To confirm this hypothesis, we performed a chromium release assay with NK cells isolated from the spleens of BAFF^−/− and BAFF Tg mice. NK cells from these GM mice were as effective at target cell lysis as NK cells from WT mice (Figure 3c). NK cells are also a primary source of IFNγ, a cytokine that is critical for combating tumor growth and infection with intracellular pathogens. The cytokines IL‐12 and IL‐18 act synergistically to induce high levels of IFNγ production in NK cells. ³³ To examine whether BAFF‐mediated signaling is required for IFNγ production and to test whether prior exposure to chronically high or low levels of BAFF affects IFNγ production, we isolated splenic NK cells from WT, BAFF^−/− and BAFF Tg mice and cultured the cells for 6 h with IL‐12 and IL‐18. We observed no differences in IFNγ production, as IL‐12– and IL‐18–stimulated NK cells from the WT, BAFF Tg and BAFF^−/− mice released higher amounts of IFNγ than their unstimulated controls in a similar way (Figure 3d). These results suggest that BAFF‐mediated signaling is not required for IFNγ production by activated NK cells. Overall, our findings provide no evidence that BAFF has any major effect on NK cell function in vitro.

Referring expression pointing data

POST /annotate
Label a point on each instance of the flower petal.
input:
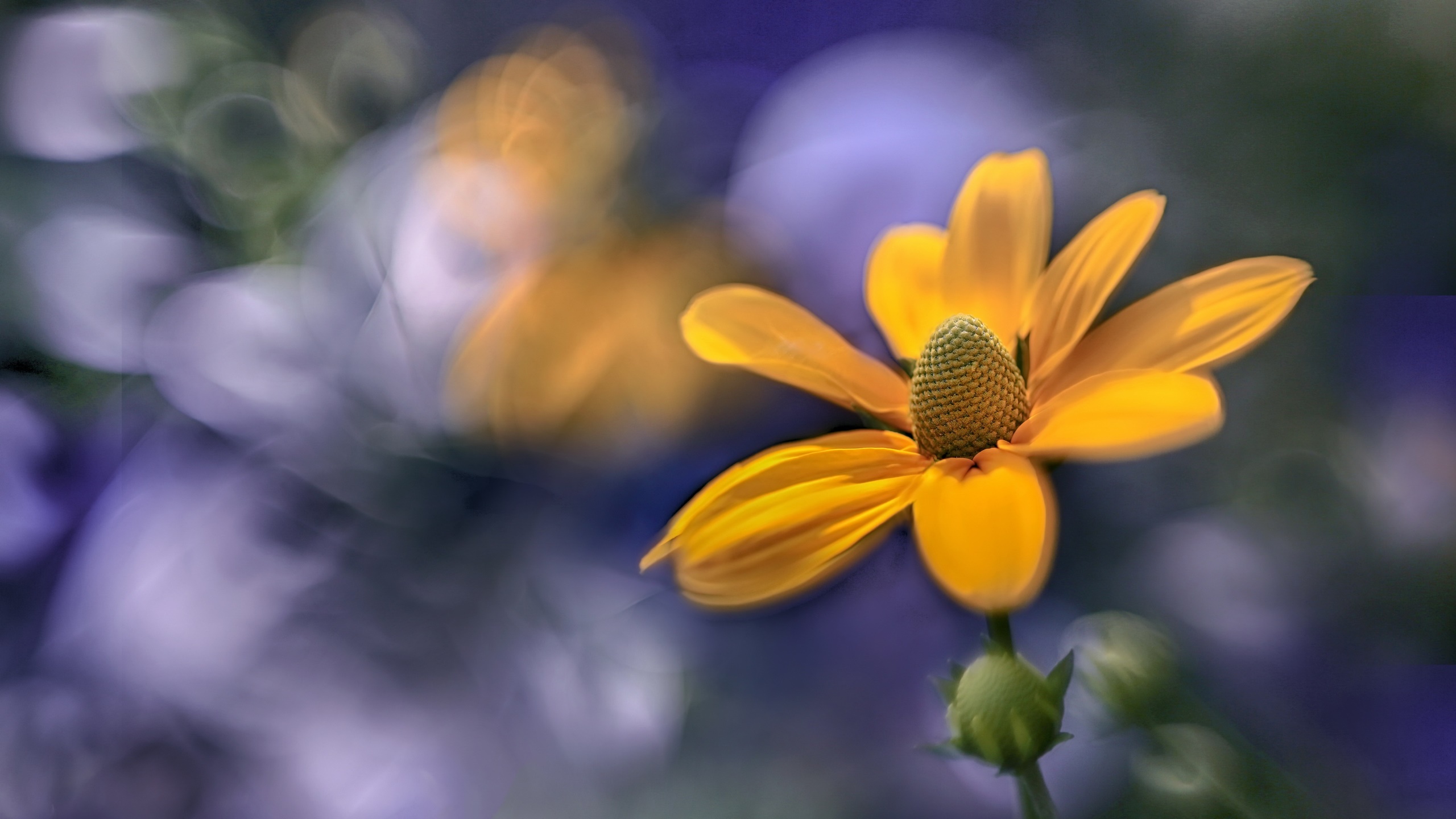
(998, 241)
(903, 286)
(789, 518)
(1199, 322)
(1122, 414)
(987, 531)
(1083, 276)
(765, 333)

→ **Requirement 1**: Rewrite the paragraph of the passage on NK cells and BAFF that begins "To confirm this hypothesis" as a short bulleted list that keeps its main facts.
→ **Requirement 2**: In the passage on NK cells and BAFF, how long were the splenic NK cells cultured with IL‐12 and IL‐18?
→ **Requirement 3**:
Say whether each statement agrees with the passage on NK cells and BAFF, and quote the words that decide it.
(a) NK cells from BAFF Tg mice lysed target cells less effectively than NK cells from WT mice.
(b) IL‐12 and IL‐18 act together to induce high levels of IFNγ in NK cells.
(c) The NK cells used in the chromium release assay came from the spleens of the mice.
The material is separate from the passage on NK cells and BAFF and does not relate to it.

→ **Task response 1**:
- A chromium release assay tested splenic NK cells from BAFF^−/− and BAFF Tg mice.
- NK cells from these GM mice lysed target cells as effectively as NK cells from WT mice (Figure 3c).
- NK cells are a primary source of IFNγ, a cytokine critical against tumor growth and intracellular pathogens.
- IL‐12 and IL‐18 act synergistically to induce high IFNγ production in NK cells.
- Splenic NK cells from WT, BAFF^−/− and BAFF Tg mice were cultured for 6 h with IL‐12 and IL‐18.
- Stimulated NK cells from all three groups released more IFNγ than unstimulated controls, with no differences between groups (Figure 3d).
- BAFF‐mediated signaling appears not to be required for IFNγ production by activated NK cells.
- Overall, there was no evidence of a major BAFF effect on NK cell function in vitro.

→ **Task response 2**: 6 hours.

→ **Task response 3**:
(a) No: "NK cells from these GM mice were as effective at target cell lysis as NK cells from WT mice"
(b) Yes: "The cytokines IL‐12 and IL‐18 act synergistically to induce high levels of IFNγ production in NK cells."
(c) Yes: "NK cells isolated from the spleens of BAFF^−/− and BAFF Tg mice"